──────── Given passage ────────

Klain has committed to former AOL chief Steve Case that by March 1, he’ll be back on the job as president of Case Holdings and general counsel for Case’s venture firm Revolution LLC, Case tells Fortune. An administration official confirmed the plan.

“He has no intention of staying on in any other capacity here at the White House,” the administration official said. “Ron will do the job for which he was appointed and return to Revolution.”

Klain’s role as the White House’s “Ebola czar” was always meant to be temporary. He took a leave of absence from Revolution in late October to join the administration as a special government employee — a technical designation for short-termers that stipulates they’ll stay on the job no longer than 130 days. But there has been active speculation, fueled by a POLITICO report, that Klain would stay on in the White House in another role, potentially succeeding John Podesta as Counselor to the President, if Podesta quits to run a Hillary Clinton presidential campaign.

Contrary to the chatter, Case said the expiration date on Klain’s public service has been well understood within the White House. Talks to bring Klain aboard proceeded rapidly — Case said they started two days before the White House announced the appointment on Oct. 17 — and that Klain “was not eager to take on this assignment but felt it was an important thing to do. He agreed to do it with the understanding that it would be for a limited period of time.”

────────

- Your task -
From the Klain passage, pull out the words exactly as they appear, starting with "Klain’s role as" and going on through "Clinton presidential campaign.". The items after this are separate material and have nothing to do with the Klain passage.

──────── Provided information ────────

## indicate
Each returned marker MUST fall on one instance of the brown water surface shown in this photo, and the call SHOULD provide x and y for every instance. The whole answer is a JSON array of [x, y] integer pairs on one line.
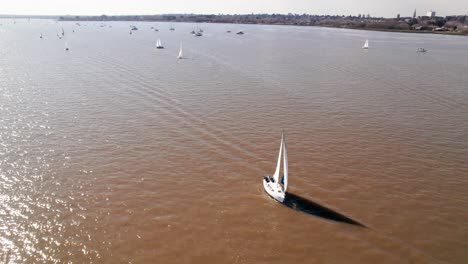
[[115, 152]]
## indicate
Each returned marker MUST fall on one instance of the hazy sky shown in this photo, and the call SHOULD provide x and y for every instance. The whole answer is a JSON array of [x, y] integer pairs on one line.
[[385, 8]]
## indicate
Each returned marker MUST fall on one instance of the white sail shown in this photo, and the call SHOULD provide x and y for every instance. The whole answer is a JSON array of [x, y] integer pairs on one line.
[[180, 52], [285, 166], [366, 44], [278, 164]]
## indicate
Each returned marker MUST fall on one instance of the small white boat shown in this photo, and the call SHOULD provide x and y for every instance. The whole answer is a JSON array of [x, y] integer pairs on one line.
[[273, 185], [180, 52], [159, 45], [366, 44]]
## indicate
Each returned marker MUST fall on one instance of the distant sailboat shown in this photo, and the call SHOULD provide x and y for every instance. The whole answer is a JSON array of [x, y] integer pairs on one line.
[[366, 44], [159, 45], [180, 52], [273, 185]]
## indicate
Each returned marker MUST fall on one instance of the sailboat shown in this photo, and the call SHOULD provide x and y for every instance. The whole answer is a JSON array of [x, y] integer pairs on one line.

────────

- Problem solution -
Klain’s role as the White House’s “Ebola czar” was always meant to be temporary. He took a leave of absence from Revolution in late October to join the administration as a special government employee — a technical designation for short-termers that stipulates they’ll stay on the job no longer than 130 days. But there has been active speculation, fueled by a POLITICO report, that Klain would stay on in the White House in another role, potentially succeeding John Podesta as Counselor to the President, if Podesta quits to run a Hillary Clinton presidential campaign.